--- START ---

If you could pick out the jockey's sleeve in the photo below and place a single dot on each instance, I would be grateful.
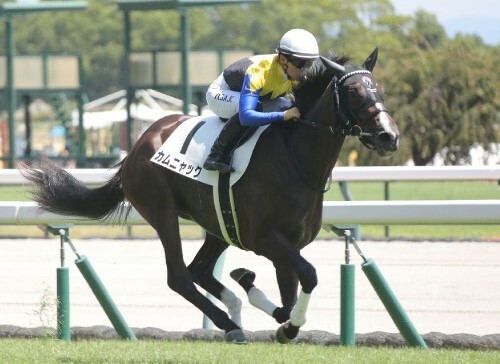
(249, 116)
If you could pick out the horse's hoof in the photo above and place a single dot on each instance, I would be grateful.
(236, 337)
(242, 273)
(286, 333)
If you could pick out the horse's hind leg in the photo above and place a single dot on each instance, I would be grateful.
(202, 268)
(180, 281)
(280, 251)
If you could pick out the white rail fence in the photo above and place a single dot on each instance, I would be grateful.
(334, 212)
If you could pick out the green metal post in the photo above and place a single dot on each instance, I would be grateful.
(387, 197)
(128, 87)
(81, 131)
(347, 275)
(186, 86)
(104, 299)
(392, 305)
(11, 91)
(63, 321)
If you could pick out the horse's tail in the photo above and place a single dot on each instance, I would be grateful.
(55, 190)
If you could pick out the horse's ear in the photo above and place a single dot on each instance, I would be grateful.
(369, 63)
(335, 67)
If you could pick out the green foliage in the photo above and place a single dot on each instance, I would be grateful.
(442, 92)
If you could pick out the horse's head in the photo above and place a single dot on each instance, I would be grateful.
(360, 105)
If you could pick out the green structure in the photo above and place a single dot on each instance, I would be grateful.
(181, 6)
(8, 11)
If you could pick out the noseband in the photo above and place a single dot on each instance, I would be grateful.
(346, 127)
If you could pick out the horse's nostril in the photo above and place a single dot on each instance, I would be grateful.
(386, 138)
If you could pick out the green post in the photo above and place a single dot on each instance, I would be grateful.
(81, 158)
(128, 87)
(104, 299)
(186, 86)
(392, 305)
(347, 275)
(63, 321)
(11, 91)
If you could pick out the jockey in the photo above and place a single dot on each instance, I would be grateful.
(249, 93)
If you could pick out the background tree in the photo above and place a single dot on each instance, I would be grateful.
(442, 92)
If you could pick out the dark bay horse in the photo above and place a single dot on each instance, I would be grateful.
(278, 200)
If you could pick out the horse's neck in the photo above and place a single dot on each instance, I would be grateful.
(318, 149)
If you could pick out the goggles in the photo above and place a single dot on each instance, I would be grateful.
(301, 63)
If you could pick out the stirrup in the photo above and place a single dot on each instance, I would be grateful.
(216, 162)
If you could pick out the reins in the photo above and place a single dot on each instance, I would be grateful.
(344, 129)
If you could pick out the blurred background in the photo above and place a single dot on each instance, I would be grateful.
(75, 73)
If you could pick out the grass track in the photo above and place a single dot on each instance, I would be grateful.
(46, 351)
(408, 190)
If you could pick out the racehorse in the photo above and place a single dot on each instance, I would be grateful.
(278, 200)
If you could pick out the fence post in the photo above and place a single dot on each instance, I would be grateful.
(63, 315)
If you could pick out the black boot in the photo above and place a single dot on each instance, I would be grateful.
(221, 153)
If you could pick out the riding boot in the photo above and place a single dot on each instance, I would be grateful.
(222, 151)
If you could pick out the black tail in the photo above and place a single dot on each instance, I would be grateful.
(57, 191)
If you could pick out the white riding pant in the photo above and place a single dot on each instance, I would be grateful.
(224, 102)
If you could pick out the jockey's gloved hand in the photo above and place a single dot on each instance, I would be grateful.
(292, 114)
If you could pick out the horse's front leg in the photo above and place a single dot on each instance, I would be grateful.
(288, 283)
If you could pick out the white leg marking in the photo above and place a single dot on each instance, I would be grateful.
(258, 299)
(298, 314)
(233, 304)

--- END ---
--- START ---

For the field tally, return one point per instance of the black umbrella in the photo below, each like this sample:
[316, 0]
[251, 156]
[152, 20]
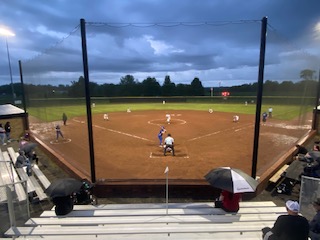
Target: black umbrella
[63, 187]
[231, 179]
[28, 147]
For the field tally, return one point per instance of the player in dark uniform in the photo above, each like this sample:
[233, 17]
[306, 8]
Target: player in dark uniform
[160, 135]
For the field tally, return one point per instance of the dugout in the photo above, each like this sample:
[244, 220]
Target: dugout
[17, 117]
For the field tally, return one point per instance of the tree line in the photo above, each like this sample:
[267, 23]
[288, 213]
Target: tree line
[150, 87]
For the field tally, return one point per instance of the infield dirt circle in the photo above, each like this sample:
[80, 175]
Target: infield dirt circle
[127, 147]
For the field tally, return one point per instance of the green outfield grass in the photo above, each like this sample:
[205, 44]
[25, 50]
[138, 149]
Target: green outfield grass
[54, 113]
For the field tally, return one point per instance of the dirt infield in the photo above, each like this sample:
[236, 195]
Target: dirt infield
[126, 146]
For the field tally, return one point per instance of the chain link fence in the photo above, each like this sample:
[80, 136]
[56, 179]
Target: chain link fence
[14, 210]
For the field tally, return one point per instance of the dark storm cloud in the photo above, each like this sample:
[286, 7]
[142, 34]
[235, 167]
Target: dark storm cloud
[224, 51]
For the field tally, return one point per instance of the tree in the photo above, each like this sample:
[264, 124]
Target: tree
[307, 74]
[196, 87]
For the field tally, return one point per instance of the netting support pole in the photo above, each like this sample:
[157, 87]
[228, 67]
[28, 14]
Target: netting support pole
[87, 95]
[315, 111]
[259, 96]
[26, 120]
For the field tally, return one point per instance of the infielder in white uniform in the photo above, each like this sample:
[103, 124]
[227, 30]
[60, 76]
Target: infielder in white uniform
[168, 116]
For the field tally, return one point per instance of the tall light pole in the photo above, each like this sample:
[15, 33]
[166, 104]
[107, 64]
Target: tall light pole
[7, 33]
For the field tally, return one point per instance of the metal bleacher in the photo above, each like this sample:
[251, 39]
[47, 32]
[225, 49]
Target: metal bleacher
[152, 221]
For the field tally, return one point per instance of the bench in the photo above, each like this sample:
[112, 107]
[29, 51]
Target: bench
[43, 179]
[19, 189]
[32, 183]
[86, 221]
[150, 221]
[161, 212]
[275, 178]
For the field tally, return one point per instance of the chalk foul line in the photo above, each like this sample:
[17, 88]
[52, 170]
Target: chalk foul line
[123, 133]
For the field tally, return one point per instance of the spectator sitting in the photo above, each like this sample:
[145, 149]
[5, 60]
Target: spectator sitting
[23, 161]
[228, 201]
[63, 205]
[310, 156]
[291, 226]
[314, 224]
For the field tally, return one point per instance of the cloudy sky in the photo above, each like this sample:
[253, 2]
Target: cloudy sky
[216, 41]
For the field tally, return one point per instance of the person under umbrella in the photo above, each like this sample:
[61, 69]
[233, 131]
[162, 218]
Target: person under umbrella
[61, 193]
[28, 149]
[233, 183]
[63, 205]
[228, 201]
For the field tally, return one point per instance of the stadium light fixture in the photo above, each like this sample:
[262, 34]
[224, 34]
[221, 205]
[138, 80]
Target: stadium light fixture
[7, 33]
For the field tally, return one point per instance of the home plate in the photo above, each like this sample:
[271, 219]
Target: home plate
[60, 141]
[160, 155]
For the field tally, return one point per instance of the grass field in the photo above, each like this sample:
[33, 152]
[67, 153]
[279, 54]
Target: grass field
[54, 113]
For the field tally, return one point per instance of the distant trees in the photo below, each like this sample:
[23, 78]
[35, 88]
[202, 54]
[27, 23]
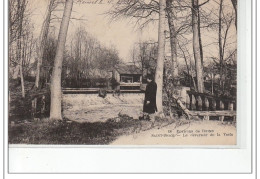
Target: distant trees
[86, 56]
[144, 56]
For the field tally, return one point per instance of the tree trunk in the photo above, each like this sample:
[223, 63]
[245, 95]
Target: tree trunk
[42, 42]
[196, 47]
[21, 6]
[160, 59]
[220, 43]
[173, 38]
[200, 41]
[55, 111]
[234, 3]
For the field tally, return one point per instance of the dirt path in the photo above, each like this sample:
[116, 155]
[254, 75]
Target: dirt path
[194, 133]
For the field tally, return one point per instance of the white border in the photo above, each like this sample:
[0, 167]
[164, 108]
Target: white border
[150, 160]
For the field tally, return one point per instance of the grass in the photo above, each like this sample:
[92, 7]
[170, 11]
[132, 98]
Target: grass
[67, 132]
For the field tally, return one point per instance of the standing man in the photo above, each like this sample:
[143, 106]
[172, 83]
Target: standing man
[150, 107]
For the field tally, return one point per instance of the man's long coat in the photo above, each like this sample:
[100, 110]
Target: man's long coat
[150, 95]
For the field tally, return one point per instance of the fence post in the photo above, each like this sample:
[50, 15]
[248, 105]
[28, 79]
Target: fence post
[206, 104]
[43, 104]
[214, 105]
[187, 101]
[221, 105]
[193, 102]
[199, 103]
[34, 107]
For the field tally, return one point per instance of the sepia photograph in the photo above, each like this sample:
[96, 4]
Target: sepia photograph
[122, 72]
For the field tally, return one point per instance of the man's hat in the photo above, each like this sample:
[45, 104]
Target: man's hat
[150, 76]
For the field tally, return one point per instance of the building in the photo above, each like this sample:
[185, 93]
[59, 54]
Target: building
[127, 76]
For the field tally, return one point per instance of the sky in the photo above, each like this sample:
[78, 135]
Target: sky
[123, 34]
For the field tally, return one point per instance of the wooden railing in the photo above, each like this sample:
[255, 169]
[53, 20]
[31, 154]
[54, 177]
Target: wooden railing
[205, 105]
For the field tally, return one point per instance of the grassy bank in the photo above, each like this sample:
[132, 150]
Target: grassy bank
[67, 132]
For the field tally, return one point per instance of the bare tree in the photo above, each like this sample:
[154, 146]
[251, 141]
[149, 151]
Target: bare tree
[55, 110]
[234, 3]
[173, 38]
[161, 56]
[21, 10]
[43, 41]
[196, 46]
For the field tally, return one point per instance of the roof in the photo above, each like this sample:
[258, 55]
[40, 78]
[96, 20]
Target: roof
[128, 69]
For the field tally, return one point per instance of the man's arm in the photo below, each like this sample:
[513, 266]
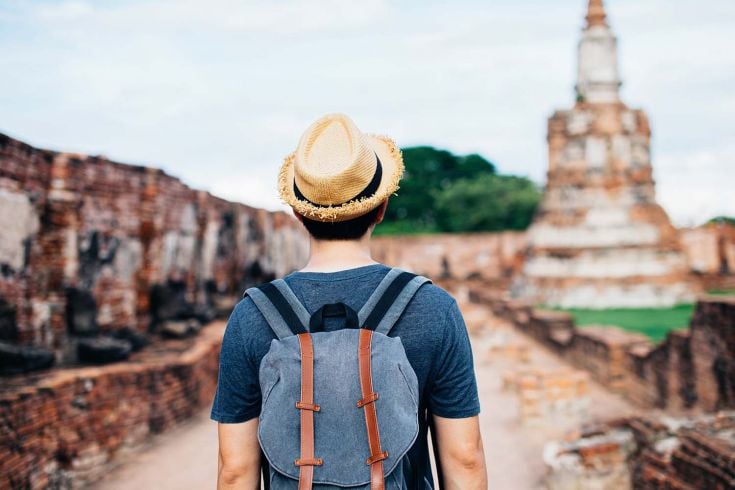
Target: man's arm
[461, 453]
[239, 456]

--- END ---
--- START ---

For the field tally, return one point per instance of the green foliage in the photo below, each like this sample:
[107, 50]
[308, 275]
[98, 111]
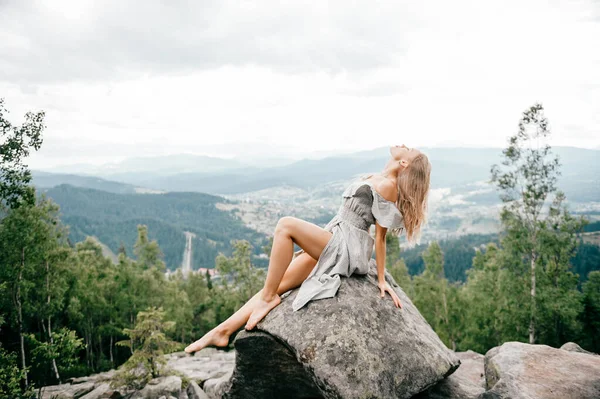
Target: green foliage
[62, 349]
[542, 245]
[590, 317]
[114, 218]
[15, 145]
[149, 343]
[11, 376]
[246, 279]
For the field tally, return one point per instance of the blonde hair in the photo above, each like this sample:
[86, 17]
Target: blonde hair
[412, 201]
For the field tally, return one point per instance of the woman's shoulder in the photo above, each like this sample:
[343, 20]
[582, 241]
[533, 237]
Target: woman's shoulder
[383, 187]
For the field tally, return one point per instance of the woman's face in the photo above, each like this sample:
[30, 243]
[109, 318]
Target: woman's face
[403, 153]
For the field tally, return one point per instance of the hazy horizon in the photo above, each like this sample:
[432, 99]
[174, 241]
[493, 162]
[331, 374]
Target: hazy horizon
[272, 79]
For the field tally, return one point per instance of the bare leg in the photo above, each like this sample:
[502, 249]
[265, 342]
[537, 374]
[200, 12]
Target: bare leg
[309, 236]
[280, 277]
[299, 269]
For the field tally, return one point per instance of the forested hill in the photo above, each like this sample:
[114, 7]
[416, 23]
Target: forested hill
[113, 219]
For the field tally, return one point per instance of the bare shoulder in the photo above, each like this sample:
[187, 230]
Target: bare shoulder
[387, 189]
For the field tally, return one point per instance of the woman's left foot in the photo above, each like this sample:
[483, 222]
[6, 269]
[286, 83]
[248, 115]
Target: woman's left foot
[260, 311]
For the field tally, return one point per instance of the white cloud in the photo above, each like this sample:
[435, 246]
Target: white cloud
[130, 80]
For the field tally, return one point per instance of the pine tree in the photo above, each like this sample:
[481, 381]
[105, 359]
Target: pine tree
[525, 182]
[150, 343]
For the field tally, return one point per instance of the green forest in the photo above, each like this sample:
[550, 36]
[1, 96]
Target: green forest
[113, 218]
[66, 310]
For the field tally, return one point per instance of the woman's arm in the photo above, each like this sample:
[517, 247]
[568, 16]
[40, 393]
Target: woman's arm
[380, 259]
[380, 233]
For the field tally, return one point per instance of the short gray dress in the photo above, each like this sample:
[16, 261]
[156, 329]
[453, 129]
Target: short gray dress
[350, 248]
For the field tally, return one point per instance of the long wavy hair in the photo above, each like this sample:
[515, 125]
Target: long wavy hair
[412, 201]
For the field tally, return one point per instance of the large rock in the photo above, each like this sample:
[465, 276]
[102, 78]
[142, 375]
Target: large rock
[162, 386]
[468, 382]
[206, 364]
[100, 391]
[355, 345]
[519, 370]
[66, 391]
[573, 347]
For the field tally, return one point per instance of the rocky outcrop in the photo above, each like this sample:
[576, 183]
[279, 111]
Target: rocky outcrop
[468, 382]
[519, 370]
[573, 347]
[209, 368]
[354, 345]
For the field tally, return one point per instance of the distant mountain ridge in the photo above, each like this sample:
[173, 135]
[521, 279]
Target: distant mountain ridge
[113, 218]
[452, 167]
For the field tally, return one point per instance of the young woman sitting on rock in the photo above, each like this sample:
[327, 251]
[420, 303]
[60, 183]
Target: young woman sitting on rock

--- END ---

■ **WORK REQUIRED**: Provide only the count of lines within the entries above that include the string "young".

■ **ANSWER TO THIS TASK**: 2